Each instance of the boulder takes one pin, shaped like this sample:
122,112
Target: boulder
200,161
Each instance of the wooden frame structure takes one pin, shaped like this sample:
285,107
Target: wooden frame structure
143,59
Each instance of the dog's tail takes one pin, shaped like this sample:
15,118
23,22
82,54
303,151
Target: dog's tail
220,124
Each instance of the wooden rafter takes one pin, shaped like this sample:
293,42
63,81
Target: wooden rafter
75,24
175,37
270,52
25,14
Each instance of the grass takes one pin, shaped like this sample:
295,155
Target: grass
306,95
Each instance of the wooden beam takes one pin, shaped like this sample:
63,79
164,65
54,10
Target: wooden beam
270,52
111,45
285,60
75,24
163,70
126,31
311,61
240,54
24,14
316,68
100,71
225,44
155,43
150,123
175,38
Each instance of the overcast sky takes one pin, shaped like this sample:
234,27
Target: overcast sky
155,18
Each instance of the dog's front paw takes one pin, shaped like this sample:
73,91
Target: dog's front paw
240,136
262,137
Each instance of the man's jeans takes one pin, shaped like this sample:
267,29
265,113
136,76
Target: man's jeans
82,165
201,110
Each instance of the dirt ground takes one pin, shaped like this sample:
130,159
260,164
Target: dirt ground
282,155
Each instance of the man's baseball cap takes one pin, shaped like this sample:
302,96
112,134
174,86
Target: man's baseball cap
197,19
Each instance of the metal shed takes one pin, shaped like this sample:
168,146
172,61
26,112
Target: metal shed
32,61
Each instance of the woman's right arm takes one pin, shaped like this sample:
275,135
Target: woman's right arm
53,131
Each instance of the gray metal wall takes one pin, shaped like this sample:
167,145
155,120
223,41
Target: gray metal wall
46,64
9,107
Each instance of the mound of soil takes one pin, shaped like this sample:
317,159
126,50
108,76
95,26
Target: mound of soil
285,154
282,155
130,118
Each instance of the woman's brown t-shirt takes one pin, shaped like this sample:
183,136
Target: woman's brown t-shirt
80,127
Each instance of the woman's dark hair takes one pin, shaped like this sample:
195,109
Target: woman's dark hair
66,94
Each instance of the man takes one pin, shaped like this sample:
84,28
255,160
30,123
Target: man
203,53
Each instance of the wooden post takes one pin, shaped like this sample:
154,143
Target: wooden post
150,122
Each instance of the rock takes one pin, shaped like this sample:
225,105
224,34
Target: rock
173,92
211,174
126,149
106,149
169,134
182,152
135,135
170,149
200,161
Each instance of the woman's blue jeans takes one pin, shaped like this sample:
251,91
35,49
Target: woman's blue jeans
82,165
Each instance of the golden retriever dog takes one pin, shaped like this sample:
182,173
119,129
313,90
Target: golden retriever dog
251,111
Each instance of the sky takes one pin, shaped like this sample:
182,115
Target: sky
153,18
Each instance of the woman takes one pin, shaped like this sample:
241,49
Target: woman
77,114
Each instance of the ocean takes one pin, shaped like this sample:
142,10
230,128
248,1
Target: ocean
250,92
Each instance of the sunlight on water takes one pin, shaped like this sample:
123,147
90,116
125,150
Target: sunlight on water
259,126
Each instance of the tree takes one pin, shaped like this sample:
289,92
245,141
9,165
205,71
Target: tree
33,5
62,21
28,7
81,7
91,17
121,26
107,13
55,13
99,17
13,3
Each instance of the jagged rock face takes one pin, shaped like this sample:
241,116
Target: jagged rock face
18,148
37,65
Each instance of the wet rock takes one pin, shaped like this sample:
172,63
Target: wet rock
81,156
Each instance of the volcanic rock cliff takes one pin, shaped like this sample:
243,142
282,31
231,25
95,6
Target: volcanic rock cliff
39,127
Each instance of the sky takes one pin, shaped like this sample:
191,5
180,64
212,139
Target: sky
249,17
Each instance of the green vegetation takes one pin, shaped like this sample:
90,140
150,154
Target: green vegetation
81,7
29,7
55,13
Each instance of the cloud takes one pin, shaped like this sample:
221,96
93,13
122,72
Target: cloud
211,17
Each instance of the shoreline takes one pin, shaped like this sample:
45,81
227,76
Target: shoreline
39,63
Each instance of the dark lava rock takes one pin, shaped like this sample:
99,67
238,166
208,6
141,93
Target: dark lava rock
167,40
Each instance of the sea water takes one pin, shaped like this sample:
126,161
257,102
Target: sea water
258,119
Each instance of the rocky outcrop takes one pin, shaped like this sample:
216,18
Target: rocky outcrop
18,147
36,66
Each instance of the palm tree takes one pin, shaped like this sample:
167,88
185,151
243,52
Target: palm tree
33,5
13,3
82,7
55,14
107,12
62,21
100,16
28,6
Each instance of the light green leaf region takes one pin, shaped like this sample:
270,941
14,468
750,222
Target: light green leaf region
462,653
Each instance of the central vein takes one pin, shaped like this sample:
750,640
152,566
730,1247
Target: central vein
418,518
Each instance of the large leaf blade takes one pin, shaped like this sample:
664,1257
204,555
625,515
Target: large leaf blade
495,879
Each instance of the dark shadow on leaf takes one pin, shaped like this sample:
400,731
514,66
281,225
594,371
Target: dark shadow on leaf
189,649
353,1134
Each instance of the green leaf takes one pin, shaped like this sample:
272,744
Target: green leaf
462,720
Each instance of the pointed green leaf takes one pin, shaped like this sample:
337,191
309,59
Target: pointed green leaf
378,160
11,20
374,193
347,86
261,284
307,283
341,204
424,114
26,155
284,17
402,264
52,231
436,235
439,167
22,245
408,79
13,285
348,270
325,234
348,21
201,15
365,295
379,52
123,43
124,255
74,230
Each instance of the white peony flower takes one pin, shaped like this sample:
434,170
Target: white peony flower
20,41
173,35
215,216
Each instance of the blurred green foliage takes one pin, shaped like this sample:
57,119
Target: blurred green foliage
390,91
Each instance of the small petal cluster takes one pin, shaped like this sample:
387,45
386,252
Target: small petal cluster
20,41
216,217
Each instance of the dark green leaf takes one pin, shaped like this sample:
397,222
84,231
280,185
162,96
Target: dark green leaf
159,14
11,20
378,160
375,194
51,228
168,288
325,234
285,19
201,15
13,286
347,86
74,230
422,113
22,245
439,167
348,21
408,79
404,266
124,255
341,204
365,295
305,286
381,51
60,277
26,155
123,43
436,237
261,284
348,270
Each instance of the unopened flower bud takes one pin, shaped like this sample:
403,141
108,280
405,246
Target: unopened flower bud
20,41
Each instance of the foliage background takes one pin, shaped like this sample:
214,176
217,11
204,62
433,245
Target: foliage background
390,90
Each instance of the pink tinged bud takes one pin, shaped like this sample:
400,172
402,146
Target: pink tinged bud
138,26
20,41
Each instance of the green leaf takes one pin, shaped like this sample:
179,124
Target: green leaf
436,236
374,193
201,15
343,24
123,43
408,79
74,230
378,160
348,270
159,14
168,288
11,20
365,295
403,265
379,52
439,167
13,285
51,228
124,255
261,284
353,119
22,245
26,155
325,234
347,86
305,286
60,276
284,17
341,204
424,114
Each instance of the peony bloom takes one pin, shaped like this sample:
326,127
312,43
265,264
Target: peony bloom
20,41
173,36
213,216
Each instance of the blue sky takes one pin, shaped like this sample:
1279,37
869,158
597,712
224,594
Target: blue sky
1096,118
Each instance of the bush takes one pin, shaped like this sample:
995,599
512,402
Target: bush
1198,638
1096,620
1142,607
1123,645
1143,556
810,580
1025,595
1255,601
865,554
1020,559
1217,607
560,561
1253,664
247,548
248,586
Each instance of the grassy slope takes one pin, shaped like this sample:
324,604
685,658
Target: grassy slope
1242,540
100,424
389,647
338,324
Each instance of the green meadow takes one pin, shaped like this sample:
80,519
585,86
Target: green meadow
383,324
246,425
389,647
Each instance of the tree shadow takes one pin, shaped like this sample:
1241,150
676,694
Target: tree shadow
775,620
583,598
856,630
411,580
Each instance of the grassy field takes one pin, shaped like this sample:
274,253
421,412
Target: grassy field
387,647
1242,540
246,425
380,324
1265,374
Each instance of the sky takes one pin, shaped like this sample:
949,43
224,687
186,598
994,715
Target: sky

━━━━━━━━━━━━━━━━

◆ What the exercise asks
Give back exactly the lines running from the line containing "Each instance of the grassy field" through the end of the material above, both included, and nothing beyond them.

◆ Written solution
Each instance of the grassy field takes one pin, shaped like this sample:
274,253
421,412
Target: grassy field
387,647
1242,540
246,425
380,324
1265,374
Each instance of the sky takes one pin, shaped like this sample:
949,43
224,687
186,598
994,715
Target: sky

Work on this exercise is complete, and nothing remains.